- **STATED PROBLEM**
Reproduce the listing below in full and without alteration, apart from its pictures.

Recorded data
· · ·

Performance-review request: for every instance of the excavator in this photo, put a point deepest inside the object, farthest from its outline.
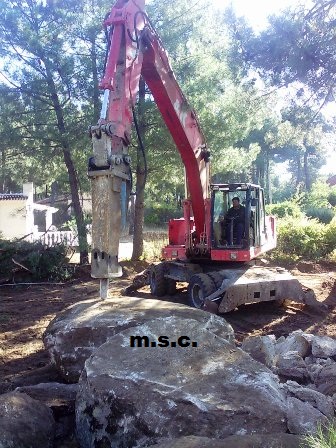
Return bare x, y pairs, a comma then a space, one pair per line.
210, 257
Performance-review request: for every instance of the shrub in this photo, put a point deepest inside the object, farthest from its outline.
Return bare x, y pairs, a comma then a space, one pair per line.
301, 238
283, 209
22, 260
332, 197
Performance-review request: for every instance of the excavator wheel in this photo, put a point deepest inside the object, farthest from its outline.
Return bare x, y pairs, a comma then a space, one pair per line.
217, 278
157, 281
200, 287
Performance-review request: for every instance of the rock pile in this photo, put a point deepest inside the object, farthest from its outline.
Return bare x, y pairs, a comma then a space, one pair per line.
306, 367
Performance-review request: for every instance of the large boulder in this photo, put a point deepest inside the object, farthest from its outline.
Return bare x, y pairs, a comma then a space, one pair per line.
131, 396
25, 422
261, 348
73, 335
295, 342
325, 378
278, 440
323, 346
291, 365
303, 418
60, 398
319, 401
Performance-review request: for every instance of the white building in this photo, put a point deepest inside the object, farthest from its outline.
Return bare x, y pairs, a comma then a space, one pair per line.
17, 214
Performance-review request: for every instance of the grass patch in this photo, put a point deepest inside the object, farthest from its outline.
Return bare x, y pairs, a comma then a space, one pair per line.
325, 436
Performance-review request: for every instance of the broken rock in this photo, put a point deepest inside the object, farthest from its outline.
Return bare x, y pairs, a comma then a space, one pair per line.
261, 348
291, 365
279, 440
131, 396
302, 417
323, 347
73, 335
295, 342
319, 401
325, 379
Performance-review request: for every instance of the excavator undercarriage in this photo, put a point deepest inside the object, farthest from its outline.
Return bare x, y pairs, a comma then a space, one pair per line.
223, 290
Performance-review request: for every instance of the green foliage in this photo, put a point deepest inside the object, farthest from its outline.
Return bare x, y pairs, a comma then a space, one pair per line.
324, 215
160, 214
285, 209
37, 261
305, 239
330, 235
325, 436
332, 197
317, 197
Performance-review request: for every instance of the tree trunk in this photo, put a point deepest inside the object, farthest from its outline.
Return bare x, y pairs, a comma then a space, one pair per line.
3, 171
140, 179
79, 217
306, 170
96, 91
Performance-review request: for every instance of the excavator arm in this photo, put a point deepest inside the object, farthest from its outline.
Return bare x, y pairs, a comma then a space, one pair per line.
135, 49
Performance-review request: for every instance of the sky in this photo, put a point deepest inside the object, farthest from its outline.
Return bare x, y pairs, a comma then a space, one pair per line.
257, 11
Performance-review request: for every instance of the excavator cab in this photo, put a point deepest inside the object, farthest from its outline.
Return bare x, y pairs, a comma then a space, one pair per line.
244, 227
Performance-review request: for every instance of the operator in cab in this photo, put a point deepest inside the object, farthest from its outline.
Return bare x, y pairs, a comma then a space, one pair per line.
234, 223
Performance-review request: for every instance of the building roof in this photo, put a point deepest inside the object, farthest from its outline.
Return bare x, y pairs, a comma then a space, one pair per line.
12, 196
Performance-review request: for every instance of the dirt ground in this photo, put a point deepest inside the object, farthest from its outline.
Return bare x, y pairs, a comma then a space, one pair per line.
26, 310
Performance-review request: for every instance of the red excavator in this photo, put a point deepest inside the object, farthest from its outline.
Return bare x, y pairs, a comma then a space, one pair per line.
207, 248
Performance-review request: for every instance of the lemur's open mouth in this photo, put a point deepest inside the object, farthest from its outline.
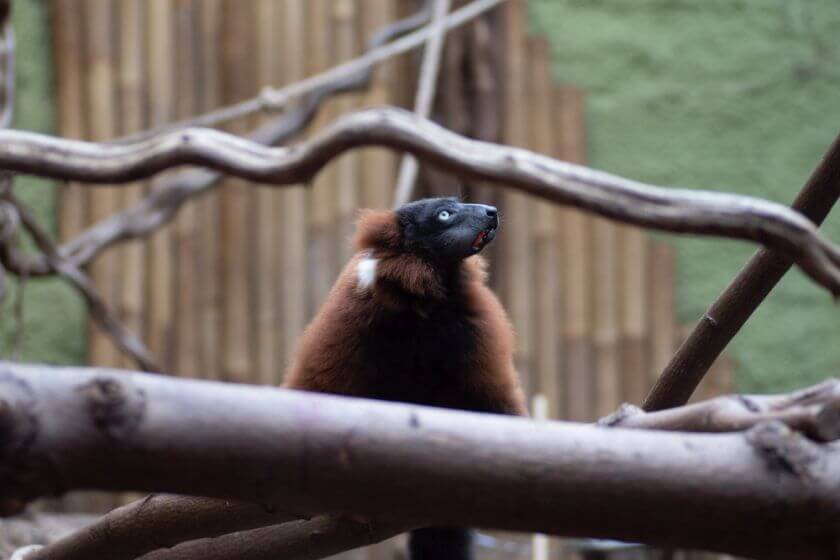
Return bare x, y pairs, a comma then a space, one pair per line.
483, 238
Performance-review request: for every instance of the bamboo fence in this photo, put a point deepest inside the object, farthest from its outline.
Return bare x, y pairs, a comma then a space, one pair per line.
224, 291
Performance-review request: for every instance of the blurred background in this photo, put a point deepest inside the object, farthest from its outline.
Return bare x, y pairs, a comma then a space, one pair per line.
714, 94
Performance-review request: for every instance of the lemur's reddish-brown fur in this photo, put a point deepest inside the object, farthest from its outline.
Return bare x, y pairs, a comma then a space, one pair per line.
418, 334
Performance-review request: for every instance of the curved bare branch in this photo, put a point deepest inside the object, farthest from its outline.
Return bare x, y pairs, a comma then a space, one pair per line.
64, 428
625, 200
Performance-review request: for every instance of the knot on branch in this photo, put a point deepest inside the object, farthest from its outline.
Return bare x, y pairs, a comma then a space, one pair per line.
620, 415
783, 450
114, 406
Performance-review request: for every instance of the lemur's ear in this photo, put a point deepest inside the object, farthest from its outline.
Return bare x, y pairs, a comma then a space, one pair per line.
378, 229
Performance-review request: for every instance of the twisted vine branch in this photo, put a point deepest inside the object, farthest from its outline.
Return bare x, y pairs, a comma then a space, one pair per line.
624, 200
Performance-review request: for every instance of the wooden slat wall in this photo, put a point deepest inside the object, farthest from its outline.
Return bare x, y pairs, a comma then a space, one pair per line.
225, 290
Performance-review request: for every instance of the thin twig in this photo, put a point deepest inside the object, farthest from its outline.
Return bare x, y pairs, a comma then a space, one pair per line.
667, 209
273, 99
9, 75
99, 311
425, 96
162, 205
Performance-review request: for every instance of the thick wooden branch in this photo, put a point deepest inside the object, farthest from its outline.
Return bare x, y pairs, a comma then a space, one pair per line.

· · ·

- **WRITTEN ANSWER**
Performance-review request: for every instance of the excavator in this photo, put a point deepest inside the object, farthest from its outline.
Return bare x, y pairs, a comma then a space, one pair per line.
210, 257
Performance-review request: for every instance of the shrub in this photo, put a point deepest inside the object, farthest from its outline.
Return bare x, y pairs, a comma then a space, one pair per line.
301, 238
283, 209
22, 260
332, 197
Performance-review request: for every instance of the excavator wheel in this photo, put a point deepest inside the object, farthest from its outline.
Return bare x, y pairs, a comma then a space, one pair per line.
217, 278
157, 281
200, 287
Performance-review request: for every instance of the rock pile in this photo, put a point deepest inside the object, farthest from its outline.
Return bare x, y pairs, a comma then a space, one pair per line.
306, 367
Performance-review request: for every instance of the large boulder in this photo, put a point deepest inside the object, farthest from its outline.
Return bare x, y pairs, a comma then a space, one pair per line.
131, 396
25, 422
261, 348
73, 335
295, 342
325, 378
278, 440
323, 346
291, 365
303, 418
60, 398
319, 401
Performance-review request: for every instance of the white building in this photo, put a point deepest inside the object, farthest from its outline.
Return bare x, y pairs, a comma then a space, one pair per line.
17, 214
Performance-review request: for every instance of the grass patch in this photo, put a point deepest inside the object, farthest from its outline.
Return bare x, y pairs, a comma then a space, one pair per line.
325, 436
Performance-review request: for every instance of the broken rock in this photo, put a point deepest inside the object, farthest from its outline.
Return bare x, y pairs, a comma then a space, one pair per line.
261, 348
291, 365
279, 440
131, 396
302, 417
323, 347
73, 335
295, 342
319, 401
325, 379
Performance-review request: for every instance of the excavator undercarriage in this photo, put a point deepest inside the object, farthest from its outline.
Return bare x, y pairs, a comma then a space, one pair per line.
223, 290
Performance-review request: for every instance of the green foliage in this photo, put a point deepest inside the object, farthest from its outline.
Return bare x, y pairs, a comma then a space, one pair per line.
324, 215
160, 214
285, 209
37, 261
305, 239
330, 235
325, 436
332, 197
317, 197
Performance-review request: for every instance of the tree trunk in this photo, put a point deepest inside the object, farthest from its outline.
Return bare x, y pairs, a comma then a space, one pair per line.
3, 171
140, 179
79, 217
306, 170
96, 91
Performance-review request: for every instance of the excavator arm in this photo, put a point deepest inside the object, farthest from its outline.
Return bare x, y pairs, a comma then a space, one pair per line.
135, 49
Performance-review request: for every instance of the sky in this photo, put a point deepest inside the object, farthest from its outline.
Return bare x, y pairs, a comma then a space, one pair per line.
257, 11
Performance-review request: for every instance of the excavator cab in this photo, put a point deepest inside the object, farthest from its outline.
Return bare x, y pairs, a comma then a space, one pair per line.
244, 227
Performance-review request: for every instance of the operator in cab in this photo, put a point deepest inside the object, farthest from its outline.
Return bare x, y pairs, a comma then a space, one pair per line.
234, 223
Performance-review request: for every instance of the building roof in this photo, put a point deepest inside the object, farthest from its outline.
Return bare x, y pairs, a comma then a space, one pair per line.
12, 196
Performance-review request: for every instance of the dirt ground in this photo, put a point deepest inside the object, farthest from its outline.
Return bare x, y pairs, a comma then a space, one pair per line.
26, 310
Performance-review request: for every instance of the red excavator in this photo, put a point deepest inside the object, farthest from its outline.
Return bare x, y pairs, a comma then a space, one pair per line.
207, 248
Performance-review request: for every instance of the lemur's open mouth in this photo, put a point deepest inside the object, farthest from its outline.
Return bare x, y pairs, a comma then a space, one pair per line.
483, 238
Performance-review request: for every instance of the bamboo fence in this photo, put a point deepest inside the object, farthest from its outline.
Return bare x, y pairs, a comma then a space, one pair per line.
224, 291
Performance-review request: for every instance of the blurred background in this photo, put a point deepest inside the object, farthest from its outline.
Return bare x, y pairs, a comma then a space, one pair per line.
714, 94
Performance-review request: for every instance of the lemur's reddish-brown fur in this photo, put a point deepest inside the object, farthest from its outline.
Return bare x, y pairs, a comma then a space, one pair per line.
418, 334
Performance-review request: for every instance of the curved bare branch in this photo, put a point deepest inside the object, farthest from its outline.
Return bare x, y pairs, a comma then a space, one pair per line.
64, 428
625, 200
Performance-review request: for every instance of the knot on branch in this photo, put a point deepest inside the object, farthest from its outline.
Return bare x, y pairs, a comma then a space, one pair per line.
620, 415
783, 450
114, 406
Performance-review request: for every instance of the lemur's ear in this photo, put a point deepest inside the object, farthest from its outline.
Return bare x, y pairs, a comma then a space, one pair per line.
378, 229
Performance-review request: for every instance of the twisted vine branch in this photo, put a point deepest inside the object, farthest from its outline.
Return bare x, y pairs, a comma then a space, one pair per line.
624, 200
Performance-review request: for every instance of the wooden slat wall in this photo, put a point deepest inside the object, farthest from its outline.
Return bare x, y pairs, a comma then a space, one pair per line.
225, 290
Performance-review request: for every instance of the thin twig in this photo, put a point deepest inside the object, farthest from its outline.
Return bare x, y pairs, a comma then a space, one pair per line.
667, 209
273, 99
9, 75
99, 311
425, 96
162, 205
Performance-review request: for every instance of the thick wooden branch in this photo, put a point deepest inside the object, farthest from its outline.
Return bare x, y pairs, a comma then a space, one pair per line.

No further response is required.